Document passage:
Most overworked cities in the world 2021: Hong Kong, Singapore and Bangkok top rankings

In the ranking for overall work-life balance, however, Singapore came in #18 out of 50, while Hong Kong ranked #45; Bangkok, Thailand ranked #49, and Kuala Lumpur, Malaysia ranked #50 with a score of 50.

Hong Kong, Singapore and Bangkok have emerged as the top three cities with the most overworked populations in the world, Kisi's Global Work-Life Balance Index 2021 has shown.

According to the data, published yesterday (27 May 2021), 'overworked populations' referred to full-time employees who work more than 48 hours in each working week, over the International Labour Organization's recommendation of 40-hour workweeks.

Among the overworked cities - other Asian cities in the top 10 included Seoul in fifth spot, and Kuala Lumpur in eighth spot.

Overall, the top 10 most overworked cities identified in the research were:

  1. Hong Kong (29.9%)
  2. Singapore (25.1%)
  3. Bangkok, Thailand (20.2%)
  4. Buenos Aires, Argentina (19.9%)

Work task A:
Answer these from the text on overworked cities, please, each on its own line:
(i) Where did Singapore rank out of 50 for overall work-life balance?
(ii) How many weekly hours does a full-time employee have to exceed to count as overworked?
(iii) In which spot among the most overworked cities did Seoul place?
Work task B:
Copy the text on overworked cities word for word, from "Among the overworked" up to and including "Aires, Argentina (19.9%)".

Recorded data:

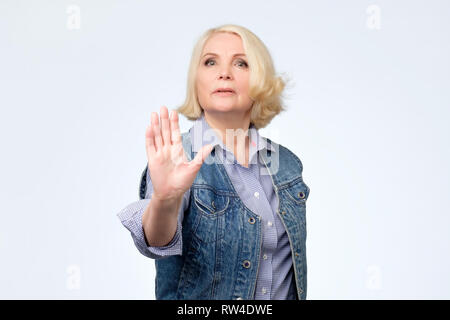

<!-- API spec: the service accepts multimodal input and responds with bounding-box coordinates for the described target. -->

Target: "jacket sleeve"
[117,168,190,259]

Response area A:
(i) #18
(ii) 48 hours
(iii) Fifth

Response area B:
Among the overworked cities - other Asian cities in the top 10 included Seoul in fifth spot, and Kuala Lumpur in eighth spot.

Overall, the top 10 most overworked cities identified in the research were:

  1. Hong Kong (29.9%)
  2. Singapore (25.1%)
  3. Bangkok, Thailand (20.2%)
  4. Buenos Aires, Argentina (19.9%)